[Entries start]

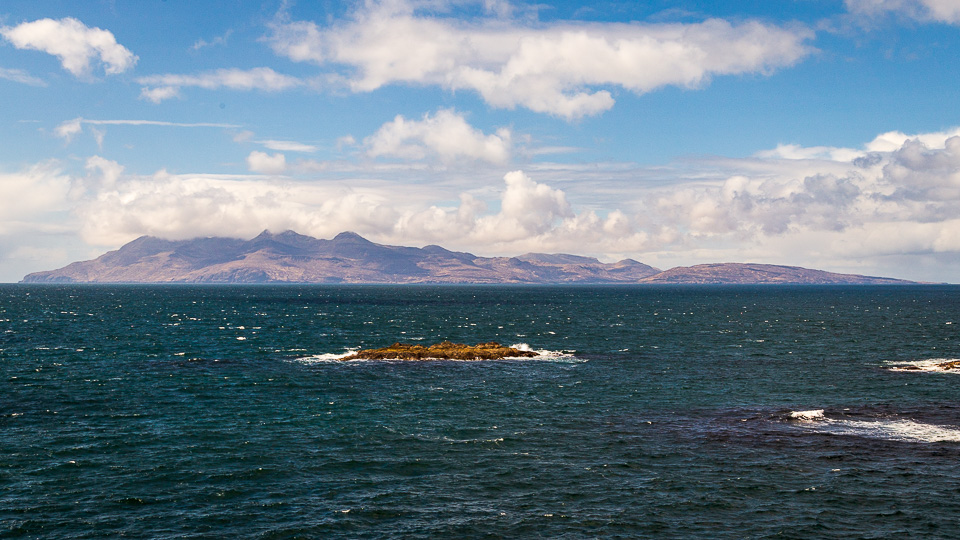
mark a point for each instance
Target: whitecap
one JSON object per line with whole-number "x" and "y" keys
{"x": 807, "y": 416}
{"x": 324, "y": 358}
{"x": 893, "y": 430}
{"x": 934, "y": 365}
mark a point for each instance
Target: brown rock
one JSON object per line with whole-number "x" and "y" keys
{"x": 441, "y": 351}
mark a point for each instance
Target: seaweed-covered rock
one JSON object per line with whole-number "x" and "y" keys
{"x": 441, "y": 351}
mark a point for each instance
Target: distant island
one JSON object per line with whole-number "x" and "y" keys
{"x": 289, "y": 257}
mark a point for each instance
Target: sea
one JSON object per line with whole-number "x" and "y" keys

[Entries end]

Written exercise:
Render the data above as a JSON list of strings with one string per line, omitting blank lines. Leave the pictures out of the output.

The response:
[
  "mark a point for each instance",
  "Target: whitecap",
  "one JSON object per line with whole-number \"x\" and \"y\" keys",
  "{\"x\": 807, \"y\": 416}",
  "{\"x\": 324, \"y\": 358}",
  "{\"x\": 893, \"y\": 430}",
  "{\"x\": 934, \"y\": 365}",
  "mark a point for each instance",
  "Target: brown rock",
  "one JSON object per line with whole-number \"x\" and \"y\" keys",
  "{\"x\": 441, \"y\": 351}",
  "mark a point for each instance",
  "Target: seaweed-covered rock",
  "one JSON object per line with whole-number \"x\" and \"y\" keys",
  "{\"x\": 441, \"y\": 351}",
  "mark a point for each instance",
  "Target: distant island",
  "one JSON object per line with whole-number \"x\" and \"y\" keys",
  "{\"x\": 289, \"y\": 257}",
  "mark a point for each instance",
  "Target: sea",
  "one JSON object per line with whole-number \"x\" and \"y\" keys"
]